**DIRECTION 1:**
Answer these from the Rugby Canada passage, marking each answer with the same letter:
(a) In what year was the World Cup inaugurated?
(b) What was raised across all levels in Canada to help the national men's senior 15s team qualify?
(c) What status did Rugby Canada want to keep by qualifying?
**DIRECTION 2:**
List every rugby side the Rugby Canada passage mentions.
**DIRECTION 3:**
Carry the Rugby Canada passage on from its last sentence.

**SELECTION:**
It hasn't all been plain sailing for Canada, however, as behind the scenes there was plenty of unrest from supporters, who felt that the union would have been better off directing the resources elsewhere.

The fickleness of that attitude has been proved by the fact that since they maintained their record of having played at every World Cup since its inauguration in 1987, supporters have come back on side.

"I think it has been received pretty positively," O'Leary explains.

"The players' subs in the country were raised across all levels in order to help the national men's senior 15s team qualify for the World Cup. It gave us the best prep possible.

"There was initially a bit of outrage and anger to that. People were complaining and saying, 'The sevens are better and the women are better, why don't we find them?'

"It comes down to the fact that the men's 15s team is what brings in the majority of funding from World Rugby, so it was massively important for us that we did qualify for the World Cup and that we kept our Tier 2 status.

"If we had dropped to Tier 3, Rugby Canada would have missed out on more funding. I think it has been received positively now that we have actually gone and done it.

"We have secured some funding and we are actually going to the World Cup. The whole country is excited now. There are a lot more positive messages coming through, even on social media and stuff.

"When we were struggling for results, there would have been some nasty messages coming through saying: 'Why are we funding this?'

"But now that we are winning, some heads have turned and we have been receiving some really positive messages. We have the country's backing now.

**RECORD EXCERPTS:**
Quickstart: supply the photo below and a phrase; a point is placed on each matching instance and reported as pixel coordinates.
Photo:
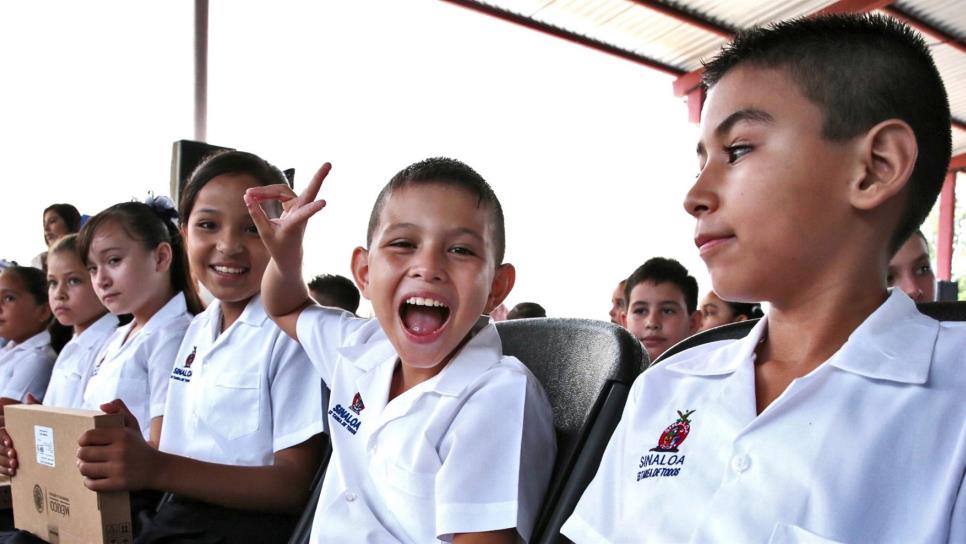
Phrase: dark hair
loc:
(660, 270)
(449, 172)
(526, 310)
(151, 225)
(226, 163)
(859, 70)
(68, 213)
(34, 281)
(750, 310)
(336, 291)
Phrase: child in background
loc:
(662, 304)
(910, 270)
(240, 440)
(26, 361)
(435, 434)
(135, 255)
(840, 416)
(716, 312)
(75, 305)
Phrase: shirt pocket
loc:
(791, 534)
(232, 407)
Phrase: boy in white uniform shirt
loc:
(840, 417)
(436, 435)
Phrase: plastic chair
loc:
(587, 368)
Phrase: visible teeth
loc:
(420, 301)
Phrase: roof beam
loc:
(573, 37)
(959, 42)
(688, 17)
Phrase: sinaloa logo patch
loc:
(666, 463)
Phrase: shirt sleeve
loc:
(160, 363)
(321, 331)
(31, 373)
(496, 459)
(296, 393)
(592, 516)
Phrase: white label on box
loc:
(44, 441)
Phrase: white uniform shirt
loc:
(137, 371)
(868, 447)
(25, 368)
(73, 366)
(448, 456)
(237, 397)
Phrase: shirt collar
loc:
(171, 310)
(894, 343)
(484, 347)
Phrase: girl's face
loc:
(20, 315)
(70, 292)
(225, 252)
(54, 227)
(126, 276)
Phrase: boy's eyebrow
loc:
(749, 115)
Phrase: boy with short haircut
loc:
(840, 417)
(662, 303)
(435, 434)
(909, 269)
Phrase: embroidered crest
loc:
(191, 357)
(675, 433)
(357, 404)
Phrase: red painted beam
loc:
(927, 28)
(947, 213)
(688, 17)
(573, 37)
(853, 6)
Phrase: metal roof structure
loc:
(674, 36)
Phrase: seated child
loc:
(435, 434)
(240, 439)
(75, 305)
(716, 312)
(910, 271)
(662, 303)
(135, 255)
(840, 417)
(334, 291)
(26, 361)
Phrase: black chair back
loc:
(587, 368)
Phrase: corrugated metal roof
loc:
(680, 34)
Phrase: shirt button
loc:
(740, 463)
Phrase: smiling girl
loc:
(244, 407)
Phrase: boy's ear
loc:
(360, 270)
(694, 322)
(503, 280)
(889, 152)
(163, 257)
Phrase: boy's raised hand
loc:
(283, 236)
(116, 459)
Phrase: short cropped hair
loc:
(452, 173)
(526, 310)
(859, 70)
(337, 291)
(660, 270)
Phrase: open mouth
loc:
(423, 316)
(227, 270)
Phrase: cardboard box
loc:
(49, 497)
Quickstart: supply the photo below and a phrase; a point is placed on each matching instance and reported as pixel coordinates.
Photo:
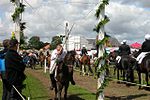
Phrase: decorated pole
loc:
(101, 40)
(66, 32)
(17, 17)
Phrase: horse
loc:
(48, 59)
(41, 59)
(63, 73)
(127, 64)
(144, 67)
(85, 61)
(112, 59)
(101, 62)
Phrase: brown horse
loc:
(144, 67)
(85, 61)
(64, 74)
(48, 59)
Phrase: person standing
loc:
(144, 49)
(57, 56)
(14, 71)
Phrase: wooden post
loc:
(17, 23)
(101, 51)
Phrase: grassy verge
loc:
(77, 92)
(34, 89)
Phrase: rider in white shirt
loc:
(57, 56)
(145, 49)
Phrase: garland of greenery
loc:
(102, 42)
(101, 23)
(18, 11)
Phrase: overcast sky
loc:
(129, 19)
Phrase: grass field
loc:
(36, 91)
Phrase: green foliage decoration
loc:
(103, 68)
(101, 6)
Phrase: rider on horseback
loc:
(124, 49)
(83, 51)
(57, 56)
(144, 49)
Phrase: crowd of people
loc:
(15, 65)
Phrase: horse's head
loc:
(70, 58)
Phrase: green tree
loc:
(34, 42)
(55, 41)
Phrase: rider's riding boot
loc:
(51, 81)
(72, 80)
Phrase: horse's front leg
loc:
(59, 90)
(83, 70)
(117, 73)
(146, 78)
(124, 75)
(139, 75)
(65, 90)
(90, 70)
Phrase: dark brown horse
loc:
(64, 74)
(48, 59)
(144, 67)
(41, 58)
(85, 61)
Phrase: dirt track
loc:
(114, 91)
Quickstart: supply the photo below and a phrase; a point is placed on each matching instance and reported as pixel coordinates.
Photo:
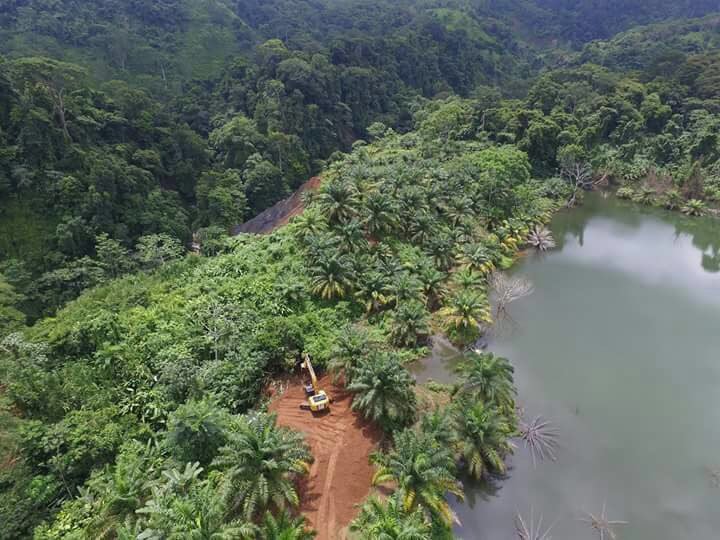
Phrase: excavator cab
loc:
(317, 399)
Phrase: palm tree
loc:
(482, 438)
(440, 247)
(352, 346)
(388, 520)
(310, 222)
(331, 276)
(422, 469)
(198, 514)
(459, 209)
(260, 463)
(383, 390)
(467, 278)
(374, 291)
(440, 424)
(410, 324)
(422, 228)
(478, 257)
(337, 200)
(465, 311)
(407, 288)
(284, 527)
(490, 377)
(433, 284)
(380, 214)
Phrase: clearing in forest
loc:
(341, 443)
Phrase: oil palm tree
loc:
(331, 276)
(407, 288)
(458, 209)
(441, 247)
(260, 463)
(284, 527)
(468, 279)
(422, 470)
(388, 520)
(433, 284)
(410, 324)
(490, 377)
(310, 222)
(199, 513)
(380, 214)
(383, 390)
(352, 235)
(478, 257)
(422, 228)
(338, 201)
(464, 312)
(440, 424)
(352, 346)
(374, 291)
(483, 438)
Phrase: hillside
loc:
(134, 374)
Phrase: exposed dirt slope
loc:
(341, 443)
(280, 214)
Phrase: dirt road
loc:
(341, 443)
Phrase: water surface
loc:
(619, 346)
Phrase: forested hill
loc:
(127, 126)
(159, 45)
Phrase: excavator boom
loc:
(317, 399)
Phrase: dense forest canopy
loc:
(444, 131)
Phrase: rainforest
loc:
(487, 231)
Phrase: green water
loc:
(619, 346)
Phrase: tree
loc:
(575, 170)
(284, 527)
(11, 318)
(260, 463)
(112, 256)
(196, 512)
(352, 346)
(196, 431)
(221, 198)
(410, 324)
(508, 289)
(374, 291)
(264, 183)
(490, 377)
(464, 312)
(388, 520)
(157, 249)
(383, 390)
(338, 201)
(380, 214)
(482, 438)
(331, 276)
(422, 471)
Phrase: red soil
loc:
(341, 442)
(280, 214)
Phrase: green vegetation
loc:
(446, 134)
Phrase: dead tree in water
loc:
(508, 289)
(531, 530)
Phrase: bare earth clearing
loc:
(340, 441)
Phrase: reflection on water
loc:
(618, 346)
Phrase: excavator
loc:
(317, 400)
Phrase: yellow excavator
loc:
(317, 400)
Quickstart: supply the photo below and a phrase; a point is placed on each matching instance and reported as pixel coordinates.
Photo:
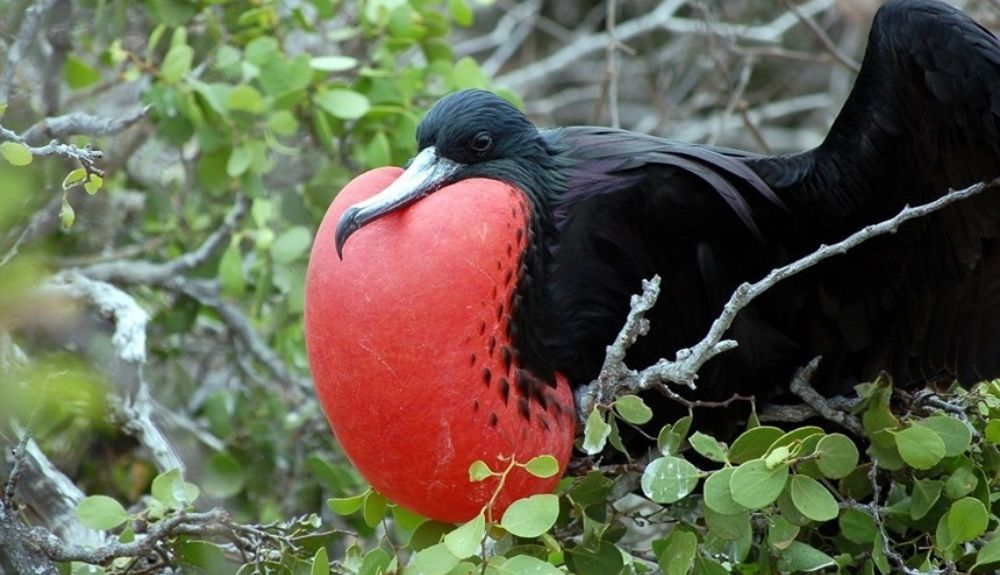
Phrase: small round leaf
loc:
(754, 486)
(531, 516)
(543, 466)
(920, 447)
(633, 409)
(717, 493)
(669, 479)
(812, 499)
(836, 456)
(101, 512)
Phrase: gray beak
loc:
(425, 174)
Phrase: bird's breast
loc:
(411, 347)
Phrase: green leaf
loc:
(858, 526)
(283, 123)
(717, 494)
(956, 434)
(320, 563)
(677, 557)
(543, 466)
(920, 447)
(836, 456)
(800, 557)
(531, 516)
(333, 63)
(101, 512)
(592, 490)
(781, 533)
(466, 540)
(435, 560)
(812, 499)
(925, 494)
(177, 63)
(602, 558)
(734, 527)
(961, 483)
(66, 214)
(992, 431)
(246, 98)
(225, 475)
(967, 519)
(292, 244)
(93, 183)
(753, 443)
(777, 456)
(708, 446)
(479, 471)
(343, 104)
(79, 74)
(988, 553)
(17, 154)
(239, 161)
(595, 433)
(170, 489)
(668, 479)
(73, 178)
(346, 505)
(633, 409)
(754, 486)
(526, 565)
(374, 508)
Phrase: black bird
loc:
(608, 208)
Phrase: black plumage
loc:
(613, 207)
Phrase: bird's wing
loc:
(923, 117)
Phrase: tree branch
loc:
(617, 379)
(29, 27)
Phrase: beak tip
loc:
(346, 226)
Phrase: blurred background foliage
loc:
(226, 128)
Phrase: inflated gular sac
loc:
(408, 341)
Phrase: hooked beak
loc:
(426, 173)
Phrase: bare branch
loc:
(29, 27)
(79, 123)
(86, 156)
(823, 38)
(800, 386)
(662, 18)
(141, 272)
(684, 368)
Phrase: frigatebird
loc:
(452, 306)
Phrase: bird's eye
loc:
(482, 143)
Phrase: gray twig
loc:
(79, 123)
(29, 27)
(684, 368)
(800, 386)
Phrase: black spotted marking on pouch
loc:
(507, 356)
(522, 408)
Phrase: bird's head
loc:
(467, 134)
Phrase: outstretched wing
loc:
(924, 116)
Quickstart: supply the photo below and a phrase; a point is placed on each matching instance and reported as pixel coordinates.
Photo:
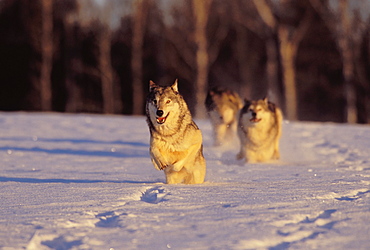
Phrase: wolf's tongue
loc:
(161, 119)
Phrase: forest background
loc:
(311, 57)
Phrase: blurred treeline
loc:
(311, 57)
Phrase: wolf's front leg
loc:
(188, 157)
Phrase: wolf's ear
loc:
(152, 85)
(174, 86)
(246, 102)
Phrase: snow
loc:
(87, 182)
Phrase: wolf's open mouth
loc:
(161, 120)
(255, 120)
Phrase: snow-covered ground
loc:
(86, 182)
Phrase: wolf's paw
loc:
(239, 156)
(163, 167)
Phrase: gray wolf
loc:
(223, 106)
(175, 140)
(259, 131)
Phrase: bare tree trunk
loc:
(139, 23)
(245, 76)
(106, 70)
(46, 55)
(348, 63)
(201, 11)
(288, 54)
(272, 71)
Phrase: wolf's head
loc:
(163, 104)
(258, 111)
(223, 104)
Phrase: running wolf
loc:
(259, 131)
(223, 106)
(175, 140)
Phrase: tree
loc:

**WRITTEN RESPONSE 1:**
(a) 1987
(b) The players' subs
(c) Tier 2 status

**WRITTEN RESPONSE 2:**
- The national men's senior 15s team
- The sevens
- The women

**WRITTEN RESPONSE 3:**
"Some of our games were televised and I know there were big audiences tuning in, so it's massively positive. The next step is to prepare for Japan and hopefully be on that plane."

Former Welsh international Kingsley Jones, who has been around the coaching block, took over as head coach last year and he hasn't yet shown faith in O'Leary.

He won the last of his 10 caps in the defeat to USA back in June and now faces a big task to prove to Jones that he is the man to lead Canada in Japan.

"I suppose in the last month, I wasn't selected and there are two ways you can react to that; you can either moan about it and get p***ed off or else put your head down and work harder," O'Leary maintains.

"I obviously would have played with the Cookies (Young Munster) and on occasion, we would have been known as a bitter bunch, so I have that instilled in me.

"Even as a young fella, I have always wanted to prove people wrong when they doubt me. Not being selected just makes me want it even more. I have a renewed burning fire to go out and be better.

"I am going to prove him (Jones) wrong. I have no doubt in my mind that I am going to be on the plane (to Japan) and I am going to be starting.

"I just need to prove to him through consistent performances with my club and make sure that he sees that I am learning the way he wants me to and that he thinks I will be the right guy to drive the team."

O'Leary's contractual obligations with Nottingham means that he will miss Canada's Americas Rugby Championship in the spring.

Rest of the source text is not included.